Input =>
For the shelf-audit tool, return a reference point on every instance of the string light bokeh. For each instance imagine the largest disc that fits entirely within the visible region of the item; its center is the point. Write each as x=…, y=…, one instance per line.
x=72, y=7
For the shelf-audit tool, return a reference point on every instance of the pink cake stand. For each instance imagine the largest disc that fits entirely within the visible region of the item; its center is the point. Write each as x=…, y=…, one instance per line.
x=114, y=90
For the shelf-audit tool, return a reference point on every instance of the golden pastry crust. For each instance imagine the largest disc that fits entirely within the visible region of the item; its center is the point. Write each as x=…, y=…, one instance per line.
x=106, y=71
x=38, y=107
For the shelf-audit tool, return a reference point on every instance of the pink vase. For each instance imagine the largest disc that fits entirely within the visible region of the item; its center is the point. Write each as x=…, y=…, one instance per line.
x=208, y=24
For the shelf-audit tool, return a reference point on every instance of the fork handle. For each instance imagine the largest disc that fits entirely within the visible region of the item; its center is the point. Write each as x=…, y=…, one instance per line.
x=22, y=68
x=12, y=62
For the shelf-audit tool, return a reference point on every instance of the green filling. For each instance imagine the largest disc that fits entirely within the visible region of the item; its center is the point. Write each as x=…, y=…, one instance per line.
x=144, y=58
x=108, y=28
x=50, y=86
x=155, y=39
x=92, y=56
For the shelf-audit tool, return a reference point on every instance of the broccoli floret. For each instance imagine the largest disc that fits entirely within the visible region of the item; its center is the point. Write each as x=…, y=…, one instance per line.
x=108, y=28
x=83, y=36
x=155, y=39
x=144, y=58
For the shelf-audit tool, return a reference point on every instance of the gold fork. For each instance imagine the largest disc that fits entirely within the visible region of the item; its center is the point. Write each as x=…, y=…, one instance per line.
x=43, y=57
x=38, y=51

Exercise details => Reproduce the rows above with "shelf-audit tool" changed to "inventory checker" at every occurrence, leaving all other text as it stands.

Worked solution =>
For the inventory checker, return a reference point on every instance of the string light bokeh. For each instance imagine the largest disc that fits entirely within the visible region of the item; its center is the point. Write each as x=…, y=…, one instance per line.
x=72, y=7
For the inventory checker, return a reference point on every instance of the pink cake stand. For each instance imagine the largest disc that fits entirely within the visible region of the item; its center is the point. Write each as x=…, y=…, one instance per line.
x=114, y=90
For the inventory checker, return a reference point on every instance of the golden pastry crust. For each instance imagine the largest disc that fits entirely within the visible region of the item; its center is the point. Write each as x=…, y=…, one instance per line.
x=106, y=71
x=38, y=107
For the inventory checker, return a reference point on every instance of the pink vase. For each instance imagine the largest disc that fits entirely within the visible region of the item; its center is the point. Write each as x=…, y=…, one instance per line.
x=208, y=24
For the inventory checker, return a reference point on every instance of the fork handle. For each instance imagine the largest disc that fits entirely within the visible region of the item; its center is the point. Write each as x=…, y=…, one instance per line.
x=22, y=68
x=12, y=62
For the inventory checker, return a reference point on every instance of the green filling. For each instance imagine the largest disc that fits entirely within the visible region of the item; its center is the point. Write each as x=…, y=…, one instance per line.
x=144, y=58
x=108, y=28
x=50, y=86
x=155, y=39
x=92, y=56
For the inventory checker, return a reference point on every instance of the broccoli floret. For each instance imagine the largest disc that fits entirely within the visible region of the item; its center is the point. Write each as x=…, y=…, one instance per line.
x=108, y=28
x=83, y=36
x=155, y=39
x=144, y=58
For the inventory checker, return a reference point on every instance of the gold fork. For each instance imagine the largest disc that fits entirely within the visible region of the item; its center is the point. Write each as x=…, y=…, one instance per line.
x=43, y=57
x=38, y=51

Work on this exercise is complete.